* **TRECHO DA PÁGINA**:
==================================================

Título: Há uma bolha de crédito no Brasil? Ainda não
Autor: Carvalho, Marcelo
Fonte: Valor Econômico, 08/08/2011, Opinião, p. A12

O mercado hipotecário tem crescido rapidamente, mas de um ponto de partida baixo.

A experiência internacional sugere que as crises financeiras geralmente são precedidas por um "boom" de crédito. Na verdade, há evidências argumentando que o crescimento do crédito é o melhor alerta individual de futura instabilidade financeira. No Brasil, o crédito de fato tem crescido rapidamente, levando alguns observadores a argumentar que o Brasil pode estar a caminho de uma crise como a do "subprime" nos Estados Unidos. Alguns temem que o Brasil possa escorregar de uma expansão vigorosa para uma quebra generalizada.Será que o Brasil enfrenta hoje uma bolha de crédito, prestes a estourar? Minha opinião: Ainda não. De fato, o crédito vem se expandido rapidamente no Brasil. Mas existem vários fatores atenuantes, dando suporte à convicção de que o desastre não é inevitável. O crédito vem crescendo rapidamente, sim, mas a partir de um ponto de partida baixo; e tanto o Banco Central quanto os próprios bancos parecem bem cientes dos riscos envolvidos; medidas têm sido adotadas para esfriar as coisas; o sistema financeiro está bem capitalizado e regulamentado; e o histórico recente no lidar com crises cíclicas é encorajador. Como sempre, não há espaço para complacência. Supervisão adequada, um acompanhamento atento, e regulamentação prudencial permanecem ingredientes essenciais para evitar que uma expansão excessiva hoje se transforme em colapso financeiro amanhã. Em outras palavras: até aqui tudo bem, mas é sempre bom ficar de olho.

==================================================

* **MATERIAL FORNECIDO**:

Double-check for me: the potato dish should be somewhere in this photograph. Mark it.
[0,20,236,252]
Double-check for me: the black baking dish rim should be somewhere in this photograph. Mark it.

==================================================

* **EXERCÍCIOS PROPOSTOS**:
- a) Para cada afirmação abaixo, indique se está de acordo com o artigo sobre crédito no Brasil e responda sim ou não. Cite entre aspas as palavras do artigo que decidem a questão.
(i) O crédito no Brasil cresce a partir de um ponto de partida baixo.
(ii) O sistema financeiro brasileiro está mal regulamentado.
(iii) O autor considera o desastre inevitável.
- b) Prossiga o artigo sobre crédito no Brasil a partir da última frase apresentada, mantendo o mesmo tom e o mesmo assunto.

* **RESPOSTAS ÀS TAREFAS**:
- a)
(i) Sim: "O crédito vem crescendo rapidamente, sim, mas a partir de um ponto de partida baixo".
(ii) Não: "o sistema financeiro está bem capitalizado e regulamentado".
(iii) Não: "o desastre não é inevitável".

- b)
O crédito do Brasil tem crescido rapidamente nos últimos vários anos, a um ritmo anual de dois dígitos. Cresceu acima de 20% nas últimas leituras, mais rápido que o intervalo de 10%-15% que o Banco Central tem mencionado como um ritmo mais adequado. O estoque total de crédito já bate quase em 50% do PIB. Essa razão ainda não aparece particularmente elevada para padrões internacionais. Mas aumentou significativamente do patamar mais perto de 20% observado há cerca de uma década, em função de maior estabilidade macroeconômica, ampliação de horizontes de planejamento, tendência de declínio dos juros ao longo dos anos e maior penetração do crédito, em meio a emprego crescente e expansão da classe média.

Enquanto o crédito concedido a indivíduos foi o que mais cresceu, o crédito para as empresas mantém a maior participação no crédito total no Brasil.

Em particular, o mercado hipotecário tem crescido muito rapidamente, mas de um ponto de partida extremamente baixo, e agora representa apenas cerca de 4% do PIB. O que ainda é muito baixo pelos padrões internacionais. É difícil falar de uma bolha imobiliária no estilo americano de "sub-prime" (empréstimos de segunda-linha) no Brasil, onde mal existe um mercado "prime" (primeira linha) para começo de conversa. Se o mercado de hipotecas no Brasil quiser se aproximar dos padrões internacionais, ele ainda terá de crescer muito rapidamente durante muitos anos. O desafio, claro, é como administrar essa expansão de forma prudente, evitando a acumulação de excessos e desequilíbrios ao longo do caminho. Em relação à composição entre setor público versus setor privado, os bancos do setor privado representam a maior parte da concessão de crédito no Brasil, mas o papel dos bancos públicos pulou para um patamar superior após a crise global de 2008, puxado por empréstimos agressivos pelos bancos comerciais estatais bem como pelo BNDES.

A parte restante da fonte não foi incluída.